• [What to produce] Find the line that contains "Labeling fields. Category: blonde". Repeat that line and all lines following it, exactly, through the end of the listing below.
######
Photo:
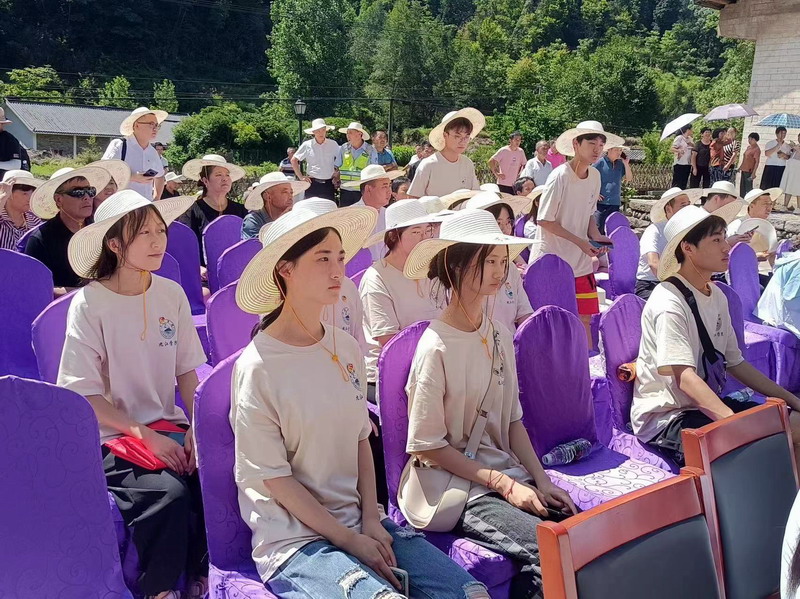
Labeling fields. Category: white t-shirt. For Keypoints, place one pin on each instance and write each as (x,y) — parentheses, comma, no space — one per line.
(670,338)
(449,376)
(437,176)
(319,157)
(570,202)
(104,354)
(139,159)
(293,415)
(653,240)
(391,303)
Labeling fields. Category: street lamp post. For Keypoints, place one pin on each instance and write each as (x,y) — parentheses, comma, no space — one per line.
(300,111)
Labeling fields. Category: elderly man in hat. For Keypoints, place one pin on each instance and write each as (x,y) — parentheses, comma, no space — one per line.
(319,154)
(354,156)
(139,130)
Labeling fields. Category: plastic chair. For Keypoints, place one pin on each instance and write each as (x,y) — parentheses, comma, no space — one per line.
(58,533)
(223,232)
(27,286)
(394,364)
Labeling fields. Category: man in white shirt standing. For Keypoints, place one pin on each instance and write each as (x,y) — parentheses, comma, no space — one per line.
(139,130)
(320,155)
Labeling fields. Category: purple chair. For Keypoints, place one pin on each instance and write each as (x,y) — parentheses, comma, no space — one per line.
(620,335)
(394,364)
(229,326)
(58,534)
(232,262)
(223,232)
(623,260)
(27,286)
(553,371)
(232,573)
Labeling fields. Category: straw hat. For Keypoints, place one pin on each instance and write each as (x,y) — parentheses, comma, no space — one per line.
(85,246)
(473,115)
(192,168)
(373,172)
(679,226)
(357,127)
(465,226)
(657,212)
(564,141)
(257,292)
(43,204)
(126,127)
(318,124)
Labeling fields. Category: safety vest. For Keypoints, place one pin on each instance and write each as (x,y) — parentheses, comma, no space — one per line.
(351,167)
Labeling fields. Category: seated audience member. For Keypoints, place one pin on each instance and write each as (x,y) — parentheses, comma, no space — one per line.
(271,198)
(508,491)
(652,242)
(130,338)
(67,200)
(688,342)
(303,466)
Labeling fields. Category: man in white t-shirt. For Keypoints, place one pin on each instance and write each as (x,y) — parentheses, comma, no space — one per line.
(677,386)
(448,169)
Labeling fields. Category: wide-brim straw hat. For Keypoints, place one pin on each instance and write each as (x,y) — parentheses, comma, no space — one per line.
(254,201)
(679,226)
(257,291)
(564,141)
(193,168)
(473,115)
(86,245)
(465,226)
(43,204)
(373,172)
(657,211)
(126,127)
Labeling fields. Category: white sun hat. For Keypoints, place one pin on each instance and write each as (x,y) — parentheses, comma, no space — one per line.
(85,246)
(318,124)
(465,226)
(473,115)
(372,172)
(257,292)
(43,204)
(126,127)
(657,211)
(564,141)
(679,226)
(254,201)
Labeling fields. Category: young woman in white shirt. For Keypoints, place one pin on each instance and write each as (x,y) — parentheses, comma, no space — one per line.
(510,491)
(130,337)
(303,464)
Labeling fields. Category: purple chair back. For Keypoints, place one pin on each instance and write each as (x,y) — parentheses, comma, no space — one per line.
(361,261)
(549,281)
(228,326)
(27,286)
(623,261)
(553,371)
(58,535)
(620,335)
(220,234)
(232,262)
(394,364)
(182,245)
(743,274)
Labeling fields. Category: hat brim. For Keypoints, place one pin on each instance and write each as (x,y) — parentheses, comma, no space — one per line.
(87,244)
(257,292)
(43,204)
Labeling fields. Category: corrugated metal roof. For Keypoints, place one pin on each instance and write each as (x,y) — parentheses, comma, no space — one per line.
(69,119)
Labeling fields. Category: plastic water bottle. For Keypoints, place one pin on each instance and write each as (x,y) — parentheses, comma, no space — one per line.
(567,453)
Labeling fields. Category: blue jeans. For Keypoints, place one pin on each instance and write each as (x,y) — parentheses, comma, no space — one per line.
(321,570)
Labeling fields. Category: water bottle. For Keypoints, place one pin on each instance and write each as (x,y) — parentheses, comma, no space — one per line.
(567,453)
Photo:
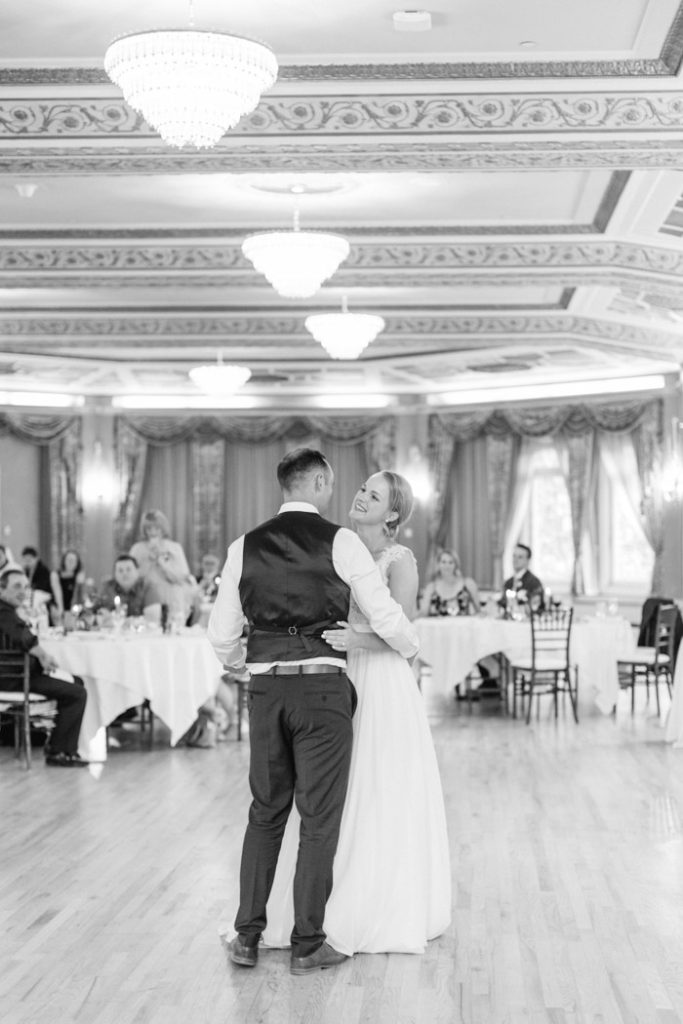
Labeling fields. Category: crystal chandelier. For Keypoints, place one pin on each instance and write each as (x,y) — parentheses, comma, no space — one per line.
(219,378)
(190,85)
(344,335)
(295,262)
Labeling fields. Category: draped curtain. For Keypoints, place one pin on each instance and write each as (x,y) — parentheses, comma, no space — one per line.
(61,512)
(648,445)
(502,461)
(510,432)
(215,477)
(577,459)
(130,452)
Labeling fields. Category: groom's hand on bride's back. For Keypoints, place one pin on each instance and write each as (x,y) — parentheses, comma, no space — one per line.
(343,639)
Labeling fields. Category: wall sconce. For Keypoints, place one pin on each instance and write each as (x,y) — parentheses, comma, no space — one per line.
(98,484)
(417,474)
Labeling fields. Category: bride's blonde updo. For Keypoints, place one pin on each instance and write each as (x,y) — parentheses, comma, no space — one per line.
(400,502)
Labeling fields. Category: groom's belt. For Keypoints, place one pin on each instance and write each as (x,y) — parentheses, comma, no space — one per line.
(303,670)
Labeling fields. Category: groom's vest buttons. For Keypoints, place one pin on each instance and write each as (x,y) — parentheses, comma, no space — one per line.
(290,590)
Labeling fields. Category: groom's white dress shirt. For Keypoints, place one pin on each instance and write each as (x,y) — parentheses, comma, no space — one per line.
(353,563)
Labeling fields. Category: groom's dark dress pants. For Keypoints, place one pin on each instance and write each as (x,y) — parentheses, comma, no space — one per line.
(300,734)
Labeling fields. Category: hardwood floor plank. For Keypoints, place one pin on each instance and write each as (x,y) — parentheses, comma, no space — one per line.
(567,867)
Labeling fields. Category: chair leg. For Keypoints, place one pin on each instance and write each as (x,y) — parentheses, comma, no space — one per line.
(27,737)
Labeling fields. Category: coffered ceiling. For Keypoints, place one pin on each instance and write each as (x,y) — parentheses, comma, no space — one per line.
(510,183)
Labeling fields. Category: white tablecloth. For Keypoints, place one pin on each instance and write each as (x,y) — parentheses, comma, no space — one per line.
(453,646)
(675,717)
(177,674)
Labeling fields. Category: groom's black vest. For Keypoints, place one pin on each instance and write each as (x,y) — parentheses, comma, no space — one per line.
(290,590)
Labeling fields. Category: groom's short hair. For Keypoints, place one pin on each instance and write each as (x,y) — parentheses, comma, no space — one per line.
(298,464)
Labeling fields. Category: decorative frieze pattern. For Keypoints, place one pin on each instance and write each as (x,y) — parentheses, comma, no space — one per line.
(398,155)
(376,115)
(416,261)
(232,330)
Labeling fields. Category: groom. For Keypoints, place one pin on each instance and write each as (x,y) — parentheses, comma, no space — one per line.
(291,579)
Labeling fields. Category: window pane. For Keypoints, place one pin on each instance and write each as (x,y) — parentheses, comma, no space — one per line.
(632,557)
(551,529)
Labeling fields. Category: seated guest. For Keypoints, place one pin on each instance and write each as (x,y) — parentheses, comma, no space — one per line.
(38,574)
(527,587)
(163,563)
(69,582)
(70,697)
(207,588)
(450,593)
(137,595)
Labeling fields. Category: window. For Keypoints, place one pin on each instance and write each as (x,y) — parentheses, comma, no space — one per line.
(549,523)
(626,559)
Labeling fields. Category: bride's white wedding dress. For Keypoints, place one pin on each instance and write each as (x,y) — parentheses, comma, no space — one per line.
(392,873)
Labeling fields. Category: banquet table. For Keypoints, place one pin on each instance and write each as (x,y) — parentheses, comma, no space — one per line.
(177,675)
(452,646)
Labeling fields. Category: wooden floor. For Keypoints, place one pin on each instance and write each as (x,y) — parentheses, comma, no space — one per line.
(567,866)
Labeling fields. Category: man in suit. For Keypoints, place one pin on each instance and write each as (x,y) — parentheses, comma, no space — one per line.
(290,580)
(529,591)
(526,586)
(71,697)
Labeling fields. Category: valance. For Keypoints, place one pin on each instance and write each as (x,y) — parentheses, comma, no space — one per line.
(541,421)
(254,430)
(38,429)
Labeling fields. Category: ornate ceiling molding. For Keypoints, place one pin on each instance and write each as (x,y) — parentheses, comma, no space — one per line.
(352,116)
(534,278)
(666,64)
(20,255)
(398,155)
(162,327)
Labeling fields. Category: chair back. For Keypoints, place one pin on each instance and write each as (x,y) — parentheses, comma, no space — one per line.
(14,669)
(551,631)
(665,634)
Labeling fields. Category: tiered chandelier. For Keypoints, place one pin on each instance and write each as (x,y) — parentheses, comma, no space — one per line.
(190,85)
(219,378)
(344,335)
(296,262)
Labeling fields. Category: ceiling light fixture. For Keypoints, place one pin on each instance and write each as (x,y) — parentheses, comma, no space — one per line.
(219,378)
(344,335)
(190,85)
(412,20)
(296,262)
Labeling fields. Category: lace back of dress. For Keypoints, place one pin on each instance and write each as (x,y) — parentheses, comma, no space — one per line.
(384,560)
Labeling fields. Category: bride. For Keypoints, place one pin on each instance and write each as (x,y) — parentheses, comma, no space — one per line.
(391,888)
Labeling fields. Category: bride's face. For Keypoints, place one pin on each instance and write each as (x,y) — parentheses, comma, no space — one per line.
(371,504)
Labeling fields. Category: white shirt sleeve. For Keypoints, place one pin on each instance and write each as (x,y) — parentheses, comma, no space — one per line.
(356,567)
(227,619)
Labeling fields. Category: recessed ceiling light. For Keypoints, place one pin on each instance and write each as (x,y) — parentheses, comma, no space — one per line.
(412,20)
(299,187)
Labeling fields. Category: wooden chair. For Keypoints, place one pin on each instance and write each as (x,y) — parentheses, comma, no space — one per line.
(548,671)
(649,665)
(141,716)
(27,710)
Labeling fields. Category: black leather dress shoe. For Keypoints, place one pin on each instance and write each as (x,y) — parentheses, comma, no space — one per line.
(59,759)
(242,954)
(324,956)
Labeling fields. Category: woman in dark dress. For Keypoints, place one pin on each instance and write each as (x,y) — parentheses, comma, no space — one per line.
(450,593)
(68,581)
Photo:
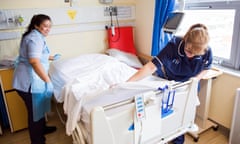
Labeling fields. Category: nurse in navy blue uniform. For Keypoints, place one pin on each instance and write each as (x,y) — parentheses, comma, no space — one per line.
(181,59)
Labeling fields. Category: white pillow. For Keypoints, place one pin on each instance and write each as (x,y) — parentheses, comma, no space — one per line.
(125,57)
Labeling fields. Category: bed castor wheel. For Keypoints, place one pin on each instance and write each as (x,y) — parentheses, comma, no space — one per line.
(215,128)
(196,139)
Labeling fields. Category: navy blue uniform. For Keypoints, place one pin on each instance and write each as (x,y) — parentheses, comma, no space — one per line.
(173,64)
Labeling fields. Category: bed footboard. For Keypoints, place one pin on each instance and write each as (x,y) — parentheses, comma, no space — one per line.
(120,125)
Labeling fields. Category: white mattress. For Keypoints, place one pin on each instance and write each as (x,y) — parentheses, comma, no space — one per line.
(83,82)
(89,68)
(120,93)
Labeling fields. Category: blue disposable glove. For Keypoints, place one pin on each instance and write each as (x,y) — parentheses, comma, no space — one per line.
(48,89)
(56,56)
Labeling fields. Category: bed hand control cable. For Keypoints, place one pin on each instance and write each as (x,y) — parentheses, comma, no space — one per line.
(140,113)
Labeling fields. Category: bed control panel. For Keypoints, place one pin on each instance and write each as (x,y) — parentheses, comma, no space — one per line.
(140,107)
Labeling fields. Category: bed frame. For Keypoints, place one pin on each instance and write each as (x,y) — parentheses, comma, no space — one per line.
(118,123)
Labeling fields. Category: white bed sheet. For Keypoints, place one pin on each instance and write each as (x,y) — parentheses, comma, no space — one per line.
(86,69)
(84,76)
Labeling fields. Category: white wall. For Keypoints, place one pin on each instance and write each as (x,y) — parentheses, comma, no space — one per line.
(144,25)
(67,44)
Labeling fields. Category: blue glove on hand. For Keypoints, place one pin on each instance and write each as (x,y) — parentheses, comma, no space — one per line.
(48,89)
(56,56)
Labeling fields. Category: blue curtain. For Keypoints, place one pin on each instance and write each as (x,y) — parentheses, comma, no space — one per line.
(162,9)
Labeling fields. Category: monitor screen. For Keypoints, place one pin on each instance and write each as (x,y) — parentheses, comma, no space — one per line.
(173,22)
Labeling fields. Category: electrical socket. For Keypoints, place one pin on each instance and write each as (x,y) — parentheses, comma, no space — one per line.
(111,10)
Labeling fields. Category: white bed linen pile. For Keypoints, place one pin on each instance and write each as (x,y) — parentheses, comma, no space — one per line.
(85,75)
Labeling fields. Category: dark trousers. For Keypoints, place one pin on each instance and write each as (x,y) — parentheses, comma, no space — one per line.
(36,129)
(179,140)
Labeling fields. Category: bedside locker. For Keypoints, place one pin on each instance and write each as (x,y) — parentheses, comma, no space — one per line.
(17,112)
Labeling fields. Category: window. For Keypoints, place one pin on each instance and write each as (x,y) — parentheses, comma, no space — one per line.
(223,21)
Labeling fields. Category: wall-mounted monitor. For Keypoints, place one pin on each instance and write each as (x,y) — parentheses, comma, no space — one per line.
(173,22)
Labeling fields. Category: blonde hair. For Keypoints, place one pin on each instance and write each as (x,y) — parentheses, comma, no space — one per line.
(198,37)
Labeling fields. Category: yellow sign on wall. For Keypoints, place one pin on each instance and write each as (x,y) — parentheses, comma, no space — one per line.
(72,14)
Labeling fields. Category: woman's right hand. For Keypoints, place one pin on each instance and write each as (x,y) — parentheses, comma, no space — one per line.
(48,89)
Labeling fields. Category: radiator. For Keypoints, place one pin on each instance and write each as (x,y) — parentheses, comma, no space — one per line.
(235,127)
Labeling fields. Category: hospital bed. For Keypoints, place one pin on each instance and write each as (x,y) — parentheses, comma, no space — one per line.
(98,111)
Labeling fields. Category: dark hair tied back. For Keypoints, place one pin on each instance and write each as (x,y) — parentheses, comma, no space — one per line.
(36,21)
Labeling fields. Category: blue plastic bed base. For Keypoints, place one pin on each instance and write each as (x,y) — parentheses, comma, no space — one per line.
(166,113)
######
• [Task answer]
Labeling fields. Category: blonde hair. For Keypoints, place one pin on each instance and write each as (x,y) — parentheses, comma, no space — one per line.
(198,37)
Labeling fields. Category: yellow sign on wall. For Keypoints, place one pin on each instance and write each as (x,y) — parentheses, comma, no space — one per line.
(72,14)
Labeling fields. Category: woman's right hand. For Keypoints, place one pin on each instance and write each as (x,y) — parentheses, comma, no space — one per line.
(48,89)
Labeling fields. Category: radiator. For Keypoints, place one pin on each instance and write each as (x,y) — parentheses, comma, no space — one per line.
(235,127)
Labeling fields. Category: hospital bed. For Keypoints, place one pin on each instance and write each as (x,y) — parentheses, comma, no space — one per line.
(98,111)
Labeling fields. Category: dark hair tied back. For Keypoints, place one pin on each instance and write each as (x,y) — parentheses, comma, no space — one per line.
(36,21)
Labeling fields. Category: blue plastic bed base. For Keypoints, place one pin on each instance and write each as (x,y) — parentheses, comma, no space — one per line.
(166,113)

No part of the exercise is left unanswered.